■ The task
Do the statements below agree with the commentary on John's Gospel? For each, answer yes or no and quote the deciding words of the commentary. (a) The commentary places Jesus' words "I am the Messiah" in verse 26 of chapter 4. (b) The commentary says the Greek verb chrio means "to bless." (c) The commentary attributes the words "God is a spirit" to John's First Letter.
━━━━━ Text extract ━━━━━
Speaking to the Samaritan woman in chapter 4, Jesus says (NLT), "Believe me, the time is coming when it will no longer matter whether you worship the Father here [Mount Gerizim] or in Jerusalem." This is because "the time is coming and is already here when true worshipers will worship the Father in spirit and in truth." This theme is reiterated in John's First Letter: "God is a spirit." The emphasis on invisible aspects of spirituality continues as Jesus states (NLT): "I have food you don't know about. My nourishment comes from doing the will of God, who sent me, and from finishing his work." In verse 26 of chapter 4, Jesus acclaims (NLT) "I am the Messiah" in response to the Samaritan woman's statement "I know the Messiah will come; the one who is called Christ. When he comes, he will explain everything to us."

Christos in the Greek (from the verb chrio "to anoint"), refers to the term "anointed" as "used in the OT applied to everyone anointed with the holy oil, primarily to the high priesthood" and "a name applied to others acting as redeemers." In the NT, with the article ho as "the" Christos, it is used in connection with Jesus' "Jesus who is called Christ" -- as in Matthew 1:16 (Zodhiates, NT Lexicon, p. 1769). In the DS textbook, we read "Christ is the indwelling perfect pattern of the divine idea of Man Christ, the perfect idea of MAN is coexistent with eternal Mind, and is the only begotten Son."

In chapter 5, the Source of Jesus' works is revealed: "I assure you, the Son can do nothing by himself. He does only what he sees the Father doing. Whatever the Father does, the Son also does." In verse 24, Jesus teaches that those who "listen to my message and believe in God who sent me" have eternal life. They dwell in the eternal consciousness, not the passing temporal world of appearances and "sin" or separation from God thinking. Thus in verse 25, "even the dead" in consciousness, upon hearing "the voice of the Son of God" or Eternal Word-Logos, will live. This is because (verse 26, NLT) "The Father [Source] has life in himself, and he has granted his Son ["only begotten" of The Word or Logos] to have life in himself." From verses 28 and 29, we see in symbols that from the "grave" of separation and error thinking ("sin" in New Thought) we can "hear the voice of God's son" and rise in our consciousness. This also extends the symbolism of being "born again"; the spiritual rebirth is a Second Coming and leads to a new life in the Spirit.
━━━━━ Items ━━━━━
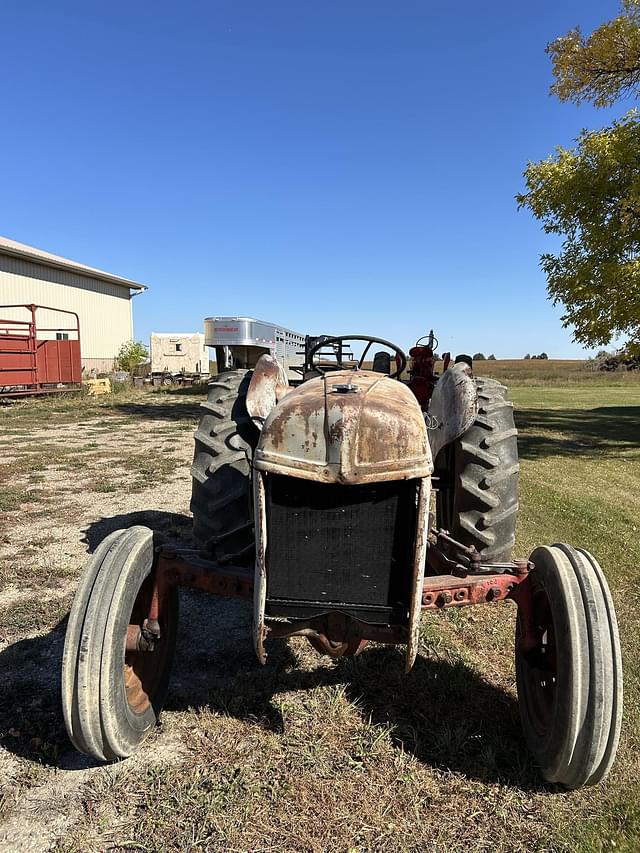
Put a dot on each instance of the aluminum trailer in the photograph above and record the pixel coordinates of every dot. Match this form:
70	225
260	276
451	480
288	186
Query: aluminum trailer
240	341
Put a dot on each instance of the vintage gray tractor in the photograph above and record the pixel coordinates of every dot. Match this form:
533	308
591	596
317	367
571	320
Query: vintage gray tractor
313	499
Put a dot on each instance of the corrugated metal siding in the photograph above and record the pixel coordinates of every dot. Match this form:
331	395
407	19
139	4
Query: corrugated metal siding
105	310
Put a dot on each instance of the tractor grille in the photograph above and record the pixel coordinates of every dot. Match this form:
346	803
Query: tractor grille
333	545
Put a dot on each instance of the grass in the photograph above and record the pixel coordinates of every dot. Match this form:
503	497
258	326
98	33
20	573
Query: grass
308	754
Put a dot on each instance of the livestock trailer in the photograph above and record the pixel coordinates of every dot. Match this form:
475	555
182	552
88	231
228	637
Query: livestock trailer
240	341
35	359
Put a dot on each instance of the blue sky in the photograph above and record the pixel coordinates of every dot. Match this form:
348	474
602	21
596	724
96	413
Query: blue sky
336	167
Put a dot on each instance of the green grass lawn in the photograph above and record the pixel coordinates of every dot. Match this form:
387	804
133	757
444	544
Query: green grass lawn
309	754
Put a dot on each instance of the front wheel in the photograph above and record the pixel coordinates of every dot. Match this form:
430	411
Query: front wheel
569	667
112	697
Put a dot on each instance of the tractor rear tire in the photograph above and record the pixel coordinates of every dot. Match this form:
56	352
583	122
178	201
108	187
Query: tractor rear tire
221	489
480	508
111	698
569	674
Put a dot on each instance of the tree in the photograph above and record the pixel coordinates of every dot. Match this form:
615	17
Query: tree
130	354
590	194
603	67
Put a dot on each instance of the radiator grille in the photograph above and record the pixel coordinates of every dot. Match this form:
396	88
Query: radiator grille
334	544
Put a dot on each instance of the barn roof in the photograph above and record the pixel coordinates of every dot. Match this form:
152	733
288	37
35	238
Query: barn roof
21	250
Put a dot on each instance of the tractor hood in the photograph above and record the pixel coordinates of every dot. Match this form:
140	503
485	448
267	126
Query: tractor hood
346	427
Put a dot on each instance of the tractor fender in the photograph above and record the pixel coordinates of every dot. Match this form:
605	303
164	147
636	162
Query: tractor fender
268	385
453	407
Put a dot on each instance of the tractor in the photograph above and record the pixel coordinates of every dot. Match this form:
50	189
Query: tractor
344	504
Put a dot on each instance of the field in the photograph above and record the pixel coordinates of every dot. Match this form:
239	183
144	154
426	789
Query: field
303	754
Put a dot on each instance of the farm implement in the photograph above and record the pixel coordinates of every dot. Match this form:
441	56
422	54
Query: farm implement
345	505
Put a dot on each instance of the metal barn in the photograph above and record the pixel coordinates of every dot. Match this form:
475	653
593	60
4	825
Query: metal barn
102	301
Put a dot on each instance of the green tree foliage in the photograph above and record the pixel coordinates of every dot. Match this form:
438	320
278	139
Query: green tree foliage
130	354
590	194
602	67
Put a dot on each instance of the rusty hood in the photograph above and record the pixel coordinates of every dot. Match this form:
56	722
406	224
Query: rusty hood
346	427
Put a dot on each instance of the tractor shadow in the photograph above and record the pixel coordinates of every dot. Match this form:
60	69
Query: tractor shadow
173	527
443	713
179	410
567	432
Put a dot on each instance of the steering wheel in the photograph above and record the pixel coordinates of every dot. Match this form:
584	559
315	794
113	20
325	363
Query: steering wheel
401	359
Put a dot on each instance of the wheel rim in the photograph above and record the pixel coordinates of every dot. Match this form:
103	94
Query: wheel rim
540	671
143	670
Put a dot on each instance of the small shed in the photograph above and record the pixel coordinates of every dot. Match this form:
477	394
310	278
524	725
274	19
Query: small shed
179	353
━━━━━
■ Complete output
(a) Yes: "In verse 26 of chapter 4, Jesus acclaims (NLT) "I am the Messiah""
(b) No: "from the verb chrio "to anoint""
(c) Yes: "This theme is reiterated in John's First Letter: "God is a spirit.""